Also I see your TC light is on, if your losing traction your going to be reading artificially high boost and rpms on your gauges since your tires are just spinning instead of propelling the car.


----------



## [email protected] Performance (Jul 20, 2011)

Just in case anybody is wondering, I have a tune for the k04-001 :thumbup:


----------



## omeletduefromage (Jan 13, 2011)

Idk if it's the fact that I'm using Tapatalk but I couldn't find any where in this thread that said what car comes with the k04-001 stock. Anyone know? I blew my new rp k04 within 2 seconds of being on a chip and they are refunding me. Want a true kkk bogwarner and I have a vag junkyard in my neighborhood and I would like to pull one of their low mileage k04-001's


----------



## [email protected] Performance (Jul 20, 2011)

K04-001 is an aftermarket upgrade. Not much better than a K03s if you ask me.


----------



## omeletduefromage (Jan 13, 2011)

I know that but it is better with out having to worry about building the motor which is all I need in my daily. I know the beetle turbo s came with a k04-001 from the factory but I think an Audi did also and that one would probably be easier to find in lower mileages


----------



## [email protected] Performance (Jul 20, 2011)

Again, the K04-001 was an _AFTERMARKET _upgrade from Borg Warner. A weak one at that.


----------



## [email protected] (Jul 1, 2009)

When BorgWarner introduced the K04-001 it was intended as a solid upgrade to the then-current K03-035. The K04 had a bigger, more modern compressor wheel, and so it was a real improvement. But soon, Borg incorporated that better compressor wheel into a new K03 turbo model, which we know as the "K03s", and which is installed on all later transversal 1.8Ts. The Beetle Turbo S would fall into that later category. And, because this new K03 had the same compressor wheel, its performance is almost on par with the older upgrade model. 

Hope this helps.


----------



## DMVDUB (Jan 11, 2010)

K-04-001 are a waste of time and money. If you want a quick car with good reliability and don't want to go balls out big turbo a K-04 hybrid is the way to go. They are bolt-on and produce the same amount of power as the APR stage 3 (depending on supporting mods) sometimes more, and for a fraction of the cost. 

My personal opinion as for fwd cars, unless you're running slicks at the track anything over 350hp or so is just for bragging rights. Awd is a different story.:wave: 

STAY AWAY FROM RP TURBOS AND ANOTHER K04 SUPPLIER OUT OF NORTH CAROLINA CLAIMING TO BE SELLING HYBRIDS, NC ONE IS FREQUENTLY ON EBAY.


----------



## kakluote (Nov 19, 2011)

i am considering upgrade to k04-001 to get more top end while i am using revo stg 2 file

but question is , how you get more than 1 bar among 5000 to 6000 RPM cause the ecu is request only 0.8 bar at that rpm........

can anyone explain me how you get that with your revo stg2 file?

i see the log, even i set the boost to 9 by sps, the ecu request is onlly about 0.8 bar after 5200 rpm


----------



## [email protected] (Jul 1, 2009)

Really? The REVO SPS controller, even when set all the way to "9" still requests less than 1bar of boost? What duty cycle does the N75 have at that setting? You can see that number in block 118.
────────
» **Tasks**
1 > Translate this sentence from the turbocharger forum thread into Spanish: "The K04 had a bigger, more modern compressor wheel, and so it was a real improvement."
2 > Retype the part of the turbocharger forum thread that opens with the words "I know that" and closes with "one at that.".
The entries after this turbocharger forum thread have no connection to it.
────────
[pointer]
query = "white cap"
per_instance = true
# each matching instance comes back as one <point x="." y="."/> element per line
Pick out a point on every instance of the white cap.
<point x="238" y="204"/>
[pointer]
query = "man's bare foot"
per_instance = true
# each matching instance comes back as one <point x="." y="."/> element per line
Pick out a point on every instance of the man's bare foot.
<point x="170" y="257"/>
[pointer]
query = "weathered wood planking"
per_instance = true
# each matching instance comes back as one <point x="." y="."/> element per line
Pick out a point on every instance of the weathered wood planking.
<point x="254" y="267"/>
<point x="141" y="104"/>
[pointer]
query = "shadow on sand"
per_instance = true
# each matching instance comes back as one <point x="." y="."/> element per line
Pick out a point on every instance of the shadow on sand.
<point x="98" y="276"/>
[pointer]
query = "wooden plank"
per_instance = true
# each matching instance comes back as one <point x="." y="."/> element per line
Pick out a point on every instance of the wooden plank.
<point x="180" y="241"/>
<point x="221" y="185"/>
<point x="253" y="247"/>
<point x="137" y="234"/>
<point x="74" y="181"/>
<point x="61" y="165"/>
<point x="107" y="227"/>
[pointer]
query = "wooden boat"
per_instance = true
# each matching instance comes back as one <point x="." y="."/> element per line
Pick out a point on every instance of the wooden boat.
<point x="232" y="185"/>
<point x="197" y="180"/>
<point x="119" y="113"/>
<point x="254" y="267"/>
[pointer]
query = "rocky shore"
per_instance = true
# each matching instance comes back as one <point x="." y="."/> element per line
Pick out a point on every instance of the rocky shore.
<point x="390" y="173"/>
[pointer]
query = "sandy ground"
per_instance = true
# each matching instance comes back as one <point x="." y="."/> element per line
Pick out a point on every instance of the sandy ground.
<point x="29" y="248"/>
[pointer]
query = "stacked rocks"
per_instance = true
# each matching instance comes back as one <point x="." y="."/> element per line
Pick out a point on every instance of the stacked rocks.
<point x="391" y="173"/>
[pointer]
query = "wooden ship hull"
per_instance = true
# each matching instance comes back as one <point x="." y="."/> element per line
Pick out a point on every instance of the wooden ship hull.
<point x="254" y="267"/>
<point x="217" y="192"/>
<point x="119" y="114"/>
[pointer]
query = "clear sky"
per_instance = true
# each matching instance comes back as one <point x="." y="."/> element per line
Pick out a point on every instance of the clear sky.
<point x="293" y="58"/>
────────
» **Results of the tasks**
1 > El K04 tenía una rueda de compresor más grande y más moderna, así que supuso una mejora real.

2 >
I know that but it is better with out having to worry about building the motor which is all I need in my daily. I know the beetle turbo s came with a k04-001 from the factory but I think an Audi did also and that one would probably be easier to find in lower mileages


----------



## [email protected] Performance (Jul 20, 2011)

Again, the K04-001 was an _AFTERMARKET _upgrade from Borg Warner. A weak one at that.